**What is being asked:** The reply must reproduce each line below exactly.

** Listed entries follows **

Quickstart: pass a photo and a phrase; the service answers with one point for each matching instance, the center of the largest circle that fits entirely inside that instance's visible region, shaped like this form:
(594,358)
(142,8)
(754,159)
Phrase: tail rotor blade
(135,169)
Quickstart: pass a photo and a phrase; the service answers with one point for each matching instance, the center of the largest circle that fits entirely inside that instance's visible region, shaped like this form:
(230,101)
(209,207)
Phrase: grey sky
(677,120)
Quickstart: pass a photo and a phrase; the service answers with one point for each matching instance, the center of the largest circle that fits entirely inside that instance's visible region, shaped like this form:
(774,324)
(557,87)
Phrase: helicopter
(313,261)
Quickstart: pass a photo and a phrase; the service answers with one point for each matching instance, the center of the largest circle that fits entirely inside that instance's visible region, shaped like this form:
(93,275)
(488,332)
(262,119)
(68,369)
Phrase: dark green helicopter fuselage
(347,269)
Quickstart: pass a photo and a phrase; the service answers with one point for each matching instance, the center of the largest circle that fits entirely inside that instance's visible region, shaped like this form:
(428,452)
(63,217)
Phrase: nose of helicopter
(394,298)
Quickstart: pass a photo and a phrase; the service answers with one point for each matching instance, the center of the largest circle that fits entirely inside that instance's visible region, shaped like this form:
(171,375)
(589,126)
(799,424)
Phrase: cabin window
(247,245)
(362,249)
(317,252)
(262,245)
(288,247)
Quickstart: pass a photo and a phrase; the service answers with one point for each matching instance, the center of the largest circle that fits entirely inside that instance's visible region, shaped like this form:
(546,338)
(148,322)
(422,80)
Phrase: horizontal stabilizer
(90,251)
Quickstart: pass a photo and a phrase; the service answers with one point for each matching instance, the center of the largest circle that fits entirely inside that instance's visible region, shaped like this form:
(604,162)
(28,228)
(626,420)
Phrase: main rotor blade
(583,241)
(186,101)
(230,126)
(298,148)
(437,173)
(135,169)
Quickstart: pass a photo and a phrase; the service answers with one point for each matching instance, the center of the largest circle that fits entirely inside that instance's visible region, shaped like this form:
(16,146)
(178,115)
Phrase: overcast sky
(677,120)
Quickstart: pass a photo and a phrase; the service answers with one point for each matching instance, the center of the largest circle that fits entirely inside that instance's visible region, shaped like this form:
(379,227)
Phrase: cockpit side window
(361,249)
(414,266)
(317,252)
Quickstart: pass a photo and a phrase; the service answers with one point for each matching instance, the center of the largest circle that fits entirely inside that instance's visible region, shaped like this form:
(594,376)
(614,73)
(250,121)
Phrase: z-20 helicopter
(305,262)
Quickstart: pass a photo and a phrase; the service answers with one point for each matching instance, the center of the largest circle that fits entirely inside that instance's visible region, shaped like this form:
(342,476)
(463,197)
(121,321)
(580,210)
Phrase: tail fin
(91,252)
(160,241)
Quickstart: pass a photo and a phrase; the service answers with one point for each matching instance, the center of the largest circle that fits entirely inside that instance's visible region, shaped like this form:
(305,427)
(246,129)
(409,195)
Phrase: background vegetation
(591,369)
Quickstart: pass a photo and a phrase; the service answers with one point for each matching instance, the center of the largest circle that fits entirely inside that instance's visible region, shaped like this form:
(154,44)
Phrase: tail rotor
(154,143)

** End of Listed entries **

**Result of this task:**
Quickstart: pass a photo and a phrase; the service answers with one point for each matching instance, the center of the largest circle that fits entirely inside that instance's visible region, shaped like this form:
(594,358)
(142,8)
(754,159)
Phrase: tail rotor blade
(135,169)
Quickstart: pass a photo and a phrase; the service answers with one point for each matching instance, the center of the largest circle that fits entirely inside that instance's visible region, shaped like this form:
(230,101)
(209,207)
Phrase: grey sky
(677,120)
Quickstart: pass a photo and a phrase; the service answers with one point for each matching instance, the center of the largest circle that fits entirely inside that instance's visible region, shaped like this form:
(774,324)
(557,87)
Phrase: helicopter
(313,261)
Quickstart: pass a photo and a phrase; the service answers with one point for each matching instance, the center of the largest circle that fits entirely inside that instance's visible region, shaped like this form:
(93,275)
(488,332)
(262,119)
(68,369)
Phrase: dark green helicopter fuselage
(347,269)
Quickstart: pass a photo and a phrase; the service answers with one point for each matching instance, the center of the largest circle that fits entirely inside that instance's visible region, shaped like this form:
(428,452)
(63,217)
Phrase: nose of helicopter
(394,298)
Quickstart: pass a photo and a phrase; the service answers with one point for each matching instance, the center of the largest circle that fits entirely inside that instance's visible region, shaped like this form:
(171,375)
(589,126)
(799,424)
Phrase: cabin window
(247,245)
(362,249)
(317,252)
(262,245)
(288,247)
Quickstart: pass a photo and a phrase; the service answers with one point for each matching instance, the center of the largest circle that fits entirely inside that instance's visible region, shaped like this form:
(546,338)
(148,322)
(422,80)
Phrase: horizontal stabilizer
(90,251)
Quickstart: pass a photo and a phrase; the service answers with one point for each matching instance, the center of the largest circle that fits entirely inside that instance's visible region, shaped like this form:
(604,162)
(28,228)
(626,420)
Phrase: main rotor blade
(583,241)
(186,101)
(230,126)
(298,148)
(437,173)
(135,169)
Quickstart: pass a photo and a phrase; the service answers with one point for each matching instance, the center of the largest circle that fits entirely inside that instance's visible region, shaped like this form:
(16,146)
(178,115)
Phrase: overcast sky
(677,120)
Quickstart: pass a photo and a phrase; the service answers with one point for each matching instance, the center of the largest circle that fits entirely inside that instance's visible region, shaped like this form:
(379,227)
Phrase: cockpit side window
(361,249)
(414,266)
(317,252)
Quickstart: pass a photo and a phrase; the service answers with one point for each matching instance, the center of the largest circle that fits entirely inside that instance's visible region, shaped like this form:
(594,376)
(614,73)
(250,121)
Phrase: z-20 helicopter
(305,262)
Quickstart: pass a photo and a phrase; the service answers with one point for each matching instance, the center of the largest circle that fits entirely inside that instance's visible region, shaped like this form:
(342,476)
(463,197)
(121,321)
(580,210)
Phrase: tail fin
(91,252)
(160,241)
Quickstart: pass a photo and a phrase; the service answers with one point for each matching instance, the center of the largest circle that fits entirely inside that instance's visible region, shaped like this form:
(305,427)
(246,129)
(409,195)
Phrase: background vegetation
(591,369)
Quickstart: pass a photo and a phrase; the service answers with one point for each matching instance, the center of the largest circle that fits entirely inside that instance's visible region, shaped like this form:
(154,44)
Phrase: tail rotor
(154,143)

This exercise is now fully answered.